WHAT IS BEING ASKED: Among the lines below, copy exactly those from the one with "Guideline: for every instance of the orange body" through the one with "Guideline: for every instance of the operator", counting both ends.

[Stored records]
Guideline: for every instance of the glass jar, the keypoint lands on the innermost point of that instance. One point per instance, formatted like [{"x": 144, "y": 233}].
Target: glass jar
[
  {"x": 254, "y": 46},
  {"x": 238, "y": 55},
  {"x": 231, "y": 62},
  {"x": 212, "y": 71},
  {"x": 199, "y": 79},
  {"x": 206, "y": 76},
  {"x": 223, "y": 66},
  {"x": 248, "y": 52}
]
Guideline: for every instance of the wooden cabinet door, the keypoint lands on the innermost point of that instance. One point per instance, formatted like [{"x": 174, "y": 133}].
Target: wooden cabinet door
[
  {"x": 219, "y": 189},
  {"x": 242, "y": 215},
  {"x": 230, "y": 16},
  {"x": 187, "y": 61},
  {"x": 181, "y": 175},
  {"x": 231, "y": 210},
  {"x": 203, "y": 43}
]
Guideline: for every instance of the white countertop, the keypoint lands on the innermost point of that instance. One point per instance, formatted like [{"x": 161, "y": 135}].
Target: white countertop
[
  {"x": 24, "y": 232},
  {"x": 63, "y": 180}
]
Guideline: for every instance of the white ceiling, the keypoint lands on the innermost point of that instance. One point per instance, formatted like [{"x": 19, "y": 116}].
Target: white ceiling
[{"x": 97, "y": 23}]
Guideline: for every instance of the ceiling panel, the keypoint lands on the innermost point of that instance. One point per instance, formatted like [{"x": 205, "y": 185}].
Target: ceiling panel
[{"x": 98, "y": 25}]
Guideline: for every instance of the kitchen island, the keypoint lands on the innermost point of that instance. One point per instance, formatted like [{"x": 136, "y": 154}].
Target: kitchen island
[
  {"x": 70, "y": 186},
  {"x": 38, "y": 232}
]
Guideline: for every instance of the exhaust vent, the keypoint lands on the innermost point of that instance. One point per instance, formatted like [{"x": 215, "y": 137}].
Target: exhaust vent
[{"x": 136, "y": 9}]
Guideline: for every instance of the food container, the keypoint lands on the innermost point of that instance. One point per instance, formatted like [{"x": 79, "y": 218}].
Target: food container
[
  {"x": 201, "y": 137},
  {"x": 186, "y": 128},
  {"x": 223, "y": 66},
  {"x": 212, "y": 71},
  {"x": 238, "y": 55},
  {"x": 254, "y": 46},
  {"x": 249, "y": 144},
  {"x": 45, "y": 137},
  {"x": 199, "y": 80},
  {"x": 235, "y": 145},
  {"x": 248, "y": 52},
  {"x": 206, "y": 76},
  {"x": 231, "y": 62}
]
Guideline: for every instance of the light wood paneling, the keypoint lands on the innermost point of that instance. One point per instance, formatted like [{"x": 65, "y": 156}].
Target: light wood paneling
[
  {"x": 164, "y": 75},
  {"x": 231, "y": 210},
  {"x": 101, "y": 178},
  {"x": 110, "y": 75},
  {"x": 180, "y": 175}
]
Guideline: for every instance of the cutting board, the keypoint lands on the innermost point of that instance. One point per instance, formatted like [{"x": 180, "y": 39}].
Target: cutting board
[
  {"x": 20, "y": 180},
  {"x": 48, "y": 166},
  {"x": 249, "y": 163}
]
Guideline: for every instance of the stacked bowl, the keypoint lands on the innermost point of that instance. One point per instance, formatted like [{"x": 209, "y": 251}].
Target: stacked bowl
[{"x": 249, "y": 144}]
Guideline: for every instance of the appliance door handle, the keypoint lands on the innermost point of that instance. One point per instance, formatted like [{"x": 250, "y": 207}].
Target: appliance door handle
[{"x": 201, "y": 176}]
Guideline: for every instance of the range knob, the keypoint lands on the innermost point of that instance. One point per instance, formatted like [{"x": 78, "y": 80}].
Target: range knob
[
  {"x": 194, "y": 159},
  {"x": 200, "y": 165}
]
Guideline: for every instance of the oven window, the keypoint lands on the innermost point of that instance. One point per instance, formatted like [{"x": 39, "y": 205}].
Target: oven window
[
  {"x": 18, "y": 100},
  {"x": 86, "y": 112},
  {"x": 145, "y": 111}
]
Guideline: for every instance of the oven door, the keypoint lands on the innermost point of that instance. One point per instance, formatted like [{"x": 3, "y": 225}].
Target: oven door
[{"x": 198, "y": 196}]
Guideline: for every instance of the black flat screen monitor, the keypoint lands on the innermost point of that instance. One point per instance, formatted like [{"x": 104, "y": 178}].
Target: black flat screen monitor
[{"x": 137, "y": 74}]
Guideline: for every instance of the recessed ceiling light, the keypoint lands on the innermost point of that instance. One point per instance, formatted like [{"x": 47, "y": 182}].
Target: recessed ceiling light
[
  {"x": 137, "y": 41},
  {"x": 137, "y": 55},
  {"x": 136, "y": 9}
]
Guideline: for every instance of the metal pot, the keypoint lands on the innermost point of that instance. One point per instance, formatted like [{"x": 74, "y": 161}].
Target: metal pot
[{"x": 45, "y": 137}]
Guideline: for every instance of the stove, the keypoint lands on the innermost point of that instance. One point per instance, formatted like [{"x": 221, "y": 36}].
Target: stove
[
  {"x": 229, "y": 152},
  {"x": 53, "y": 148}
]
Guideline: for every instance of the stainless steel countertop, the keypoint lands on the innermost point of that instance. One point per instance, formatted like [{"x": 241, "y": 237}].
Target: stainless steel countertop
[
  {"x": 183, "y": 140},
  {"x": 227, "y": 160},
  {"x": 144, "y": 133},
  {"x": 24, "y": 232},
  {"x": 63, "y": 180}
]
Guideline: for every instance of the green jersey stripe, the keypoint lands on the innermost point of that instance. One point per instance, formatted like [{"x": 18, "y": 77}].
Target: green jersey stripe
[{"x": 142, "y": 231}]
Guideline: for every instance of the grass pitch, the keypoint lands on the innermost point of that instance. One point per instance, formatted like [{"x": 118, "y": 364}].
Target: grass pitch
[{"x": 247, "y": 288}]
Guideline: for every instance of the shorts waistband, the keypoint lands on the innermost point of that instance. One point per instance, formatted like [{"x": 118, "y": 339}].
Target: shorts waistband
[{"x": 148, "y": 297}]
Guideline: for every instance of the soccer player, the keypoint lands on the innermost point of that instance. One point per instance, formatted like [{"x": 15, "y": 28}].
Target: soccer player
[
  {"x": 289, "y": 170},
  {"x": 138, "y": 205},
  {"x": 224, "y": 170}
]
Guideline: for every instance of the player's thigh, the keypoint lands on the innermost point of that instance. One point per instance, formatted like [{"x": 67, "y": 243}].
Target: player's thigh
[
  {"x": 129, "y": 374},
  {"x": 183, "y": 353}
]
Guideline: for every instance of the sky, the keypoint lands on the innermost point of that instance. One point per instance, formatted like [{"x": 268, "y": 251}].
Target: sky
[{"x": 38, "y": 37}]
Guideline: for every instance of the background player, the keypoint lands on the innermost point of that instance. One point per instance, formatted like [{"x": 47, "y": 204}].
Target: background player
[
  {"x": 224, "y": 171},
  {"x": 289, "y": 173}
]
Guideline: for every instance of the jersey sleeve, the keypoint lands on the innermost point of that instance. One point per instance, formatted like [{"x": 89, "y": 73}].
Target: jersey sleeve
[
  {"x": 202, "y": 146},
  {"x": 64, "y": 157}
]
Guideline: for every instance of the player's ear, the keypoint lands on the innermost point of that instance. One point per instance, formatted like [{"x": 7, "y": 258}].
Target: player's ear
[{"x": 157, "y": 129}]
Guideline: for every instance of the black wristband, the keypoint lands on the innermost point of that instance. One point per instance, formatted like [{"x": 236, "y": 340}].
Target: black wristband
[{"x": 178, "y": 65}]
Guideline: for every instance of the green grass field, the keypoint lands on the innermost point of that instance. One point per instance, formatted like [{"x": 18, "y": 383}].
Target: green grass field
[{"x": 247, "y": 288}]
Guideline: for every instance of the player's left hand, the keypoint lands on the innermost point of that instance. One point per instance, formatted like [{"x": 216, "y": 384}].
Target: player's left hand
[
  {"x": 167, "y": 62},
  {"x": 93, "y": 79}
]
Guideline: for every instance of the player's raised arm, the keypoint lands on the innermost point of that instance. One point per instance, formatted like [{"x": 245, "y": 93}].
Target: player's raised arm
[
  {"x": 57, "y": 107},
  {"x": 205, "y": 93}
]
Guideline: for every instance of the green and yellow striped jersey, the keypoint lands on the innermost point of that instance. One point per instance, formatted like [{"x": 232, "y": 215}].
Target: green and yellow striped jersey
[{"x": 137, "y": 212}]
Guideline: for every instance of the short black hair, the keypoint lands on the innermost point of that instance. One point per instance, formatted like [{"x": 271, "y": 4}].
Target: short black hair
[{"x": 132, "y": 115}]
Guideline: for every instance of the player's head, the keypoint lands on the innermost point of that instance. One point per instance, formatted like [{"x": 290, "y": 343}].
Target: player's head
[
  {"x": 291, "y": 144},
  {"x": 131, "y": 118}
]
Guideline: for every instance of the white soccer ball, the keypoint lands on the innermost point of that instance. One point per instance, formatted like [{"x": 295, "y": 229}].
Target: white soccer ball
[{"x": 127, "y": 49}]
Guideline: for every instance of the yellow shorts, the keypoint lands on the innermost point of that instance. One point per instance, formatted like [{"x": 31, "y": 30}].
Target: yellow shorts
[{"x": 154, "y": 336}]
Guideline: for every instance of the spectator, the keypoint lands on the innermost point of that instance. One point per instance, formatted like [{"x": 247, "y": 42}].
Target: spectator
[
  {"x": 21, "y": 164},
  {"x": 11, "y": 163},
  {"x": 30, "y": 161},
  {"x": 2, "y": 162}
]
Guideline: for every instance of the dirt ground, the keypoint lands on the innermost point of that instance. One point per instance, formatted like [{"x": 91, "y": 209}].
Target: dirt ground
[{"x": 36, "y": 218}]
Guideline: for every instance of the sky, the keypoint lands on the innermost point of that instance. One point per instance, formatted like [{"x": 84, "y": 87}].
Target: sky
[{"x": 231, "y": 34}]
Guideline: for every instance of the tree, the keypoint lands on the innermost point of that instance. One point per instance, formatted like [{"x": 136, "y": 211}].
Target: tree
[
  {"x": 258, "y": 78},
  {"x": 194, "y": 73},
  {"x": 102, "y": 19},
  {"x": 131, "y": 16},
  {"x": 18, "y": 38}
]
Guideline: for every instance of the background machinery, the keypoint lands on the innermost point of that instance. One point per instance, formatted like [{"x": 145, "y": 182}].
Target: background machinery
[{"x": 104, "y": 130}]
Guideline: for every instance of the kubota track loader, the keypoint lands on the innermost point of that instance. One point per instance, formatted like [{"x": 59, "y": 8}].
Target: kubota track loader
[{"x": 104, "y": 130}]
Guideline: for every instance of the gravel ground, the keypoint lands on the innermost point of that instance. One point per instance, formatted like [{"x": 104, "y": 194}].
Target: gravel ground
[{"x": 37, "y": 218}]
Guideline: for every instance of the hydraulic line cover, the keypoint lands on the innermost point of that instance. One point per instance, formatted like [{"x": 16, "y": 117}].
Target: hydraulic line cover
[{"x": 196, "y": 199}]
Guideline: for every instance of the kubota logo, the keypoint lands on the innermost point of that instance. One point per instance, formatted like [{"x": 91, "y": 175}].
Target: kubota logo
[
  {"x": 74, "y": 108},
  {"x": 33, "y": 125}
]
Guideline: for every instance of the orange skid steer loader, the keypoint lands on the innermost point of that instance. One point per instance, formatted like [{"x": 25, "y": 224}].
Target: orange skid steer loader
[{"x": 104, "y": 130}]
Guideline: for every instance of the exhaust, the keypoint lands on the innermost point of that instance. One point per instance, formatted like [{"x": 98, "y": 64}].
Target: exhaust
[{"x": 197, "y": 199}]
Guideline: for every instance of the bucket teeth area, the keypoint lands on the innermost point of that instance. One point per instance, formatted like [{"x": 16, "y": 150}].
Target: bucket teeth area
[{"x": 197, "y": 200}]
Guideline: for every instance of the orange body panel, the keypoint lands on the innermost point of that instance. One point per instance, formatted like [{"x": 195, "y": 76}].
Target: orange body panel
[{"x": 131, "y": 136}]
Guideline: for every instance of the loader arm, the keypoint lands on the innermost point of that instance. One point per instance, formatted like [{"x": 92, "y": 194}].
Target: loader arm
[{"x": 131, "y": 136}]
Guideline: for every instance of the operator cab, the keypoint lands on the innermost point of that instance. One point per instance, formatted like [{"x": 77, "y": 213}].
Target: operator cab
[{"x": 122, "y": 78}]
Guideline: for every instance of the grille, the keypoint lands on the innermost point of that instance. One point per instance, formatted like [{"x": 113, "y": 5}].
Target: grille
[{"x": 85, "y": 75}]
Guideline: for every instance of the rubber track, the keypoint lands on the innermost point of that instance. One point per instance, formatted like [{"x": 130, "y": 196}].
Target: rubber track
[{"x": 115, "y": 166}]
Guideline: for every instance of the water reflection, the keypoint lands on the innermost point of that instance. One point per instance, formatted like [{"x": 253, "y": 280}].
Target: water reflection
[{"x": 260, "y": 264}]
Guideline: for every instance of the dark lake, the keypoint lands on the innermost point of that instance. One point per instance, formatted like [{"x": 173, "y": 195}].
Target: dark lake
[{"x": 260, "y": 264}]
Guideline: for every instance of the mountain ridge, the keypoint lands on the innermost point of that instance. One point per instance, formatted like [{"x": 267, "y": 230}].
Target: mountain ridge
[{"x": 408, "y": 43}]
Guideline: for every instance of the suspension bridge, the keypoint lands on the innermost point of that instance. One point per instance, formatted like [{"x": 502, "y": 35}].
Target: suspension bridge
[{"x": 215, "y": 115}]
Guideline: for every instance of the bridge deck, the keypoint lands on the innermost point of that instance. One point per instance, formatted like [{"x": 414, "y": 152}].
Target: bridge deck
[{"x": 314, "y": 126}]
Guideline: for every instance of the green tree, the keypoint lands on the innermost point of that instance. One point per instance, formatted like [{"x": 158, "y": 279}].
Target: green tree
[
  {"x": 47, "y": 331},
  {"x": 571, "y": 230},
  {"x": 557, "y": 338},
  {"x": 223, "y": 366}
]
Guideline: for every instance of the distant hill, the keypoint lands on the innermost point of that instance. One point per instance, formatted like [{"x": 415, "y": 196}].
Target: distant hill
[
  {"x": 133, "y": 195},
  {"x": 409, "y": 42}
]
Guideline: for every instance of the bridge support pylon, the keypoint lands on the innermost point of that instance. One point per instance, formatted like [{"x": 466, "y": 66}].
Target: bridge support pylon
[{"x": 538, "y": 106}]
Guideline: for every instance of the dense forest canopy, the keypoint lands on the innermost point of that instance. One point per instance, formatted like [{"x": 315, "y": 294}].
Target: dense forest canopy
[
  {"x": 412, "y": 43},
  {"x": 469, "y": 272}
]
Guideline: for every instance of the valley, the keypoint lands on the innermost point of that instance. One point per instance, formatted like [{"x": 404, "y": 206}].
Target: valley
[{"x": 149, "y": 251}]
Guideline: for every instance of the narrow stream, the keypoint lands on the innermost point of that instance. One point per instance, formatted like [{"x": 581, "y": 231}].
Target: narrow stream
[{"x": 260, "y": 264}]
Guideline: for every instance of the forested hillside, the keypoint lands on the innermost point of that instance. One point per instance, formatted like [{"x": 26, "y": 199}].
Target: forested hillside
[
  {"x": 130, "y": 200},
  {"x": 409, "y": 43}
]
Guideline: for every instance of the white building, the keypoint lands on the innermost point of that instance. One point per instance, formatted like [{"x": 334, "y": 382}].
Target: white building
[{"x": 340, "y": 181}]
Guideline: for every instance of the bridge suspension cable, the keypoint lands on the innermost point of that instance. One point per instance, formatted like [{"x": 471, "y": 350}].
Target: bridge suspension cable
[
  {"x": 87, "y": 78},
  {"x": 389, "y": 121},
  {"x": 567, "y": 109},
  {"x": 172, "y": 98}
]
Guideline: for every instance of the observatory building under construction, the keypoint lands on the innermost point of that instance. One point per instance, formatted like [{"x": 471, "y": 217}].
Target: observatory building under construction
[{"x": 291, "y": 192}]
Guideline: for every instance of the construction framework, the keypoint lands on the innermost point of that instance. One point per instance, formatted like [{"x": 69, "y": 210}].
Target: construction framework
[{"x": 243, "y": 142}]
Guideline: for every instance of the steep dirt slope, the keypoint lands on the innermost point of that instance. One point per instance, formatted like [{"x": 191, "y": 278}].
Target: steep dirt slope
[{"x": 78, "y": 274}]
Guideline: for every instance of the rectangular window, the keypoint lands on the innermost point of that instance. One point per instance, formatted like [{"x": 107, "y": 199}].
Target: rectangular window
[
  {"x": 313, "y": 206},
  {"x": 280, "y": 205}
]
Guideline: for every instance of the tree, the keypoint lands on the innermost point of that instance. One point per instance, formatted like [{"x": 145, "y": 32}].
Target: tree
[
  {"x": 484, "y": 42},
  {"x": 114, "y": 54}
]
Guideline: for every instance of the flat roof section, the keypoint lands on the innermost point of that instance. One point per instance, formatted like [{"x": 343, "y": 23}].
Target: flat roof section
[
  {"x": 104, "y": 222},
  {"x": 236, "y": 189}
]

RESULT:
Guideline: for every instance of the orange body panel, the keypoint lands on the innermost point of that instance. One point per instance, formatted like [{"x": 195, "y": 76}].
Target: orange body panel
[{"x": 131, "y": 136}]
Guideline: for every instance of the loader arm, the keypoint lands on the innermost point of that instance. One point per instance, formatted like [{"x": 92, "y": 194}].
Target: loader arm
[{"x": 131, "y": 136}]
Guideline: for every instance of the operator cab, the keypoint lands on the innermost point of that instance. One point per instance, formatted like [{"x": 77, "y": 213}].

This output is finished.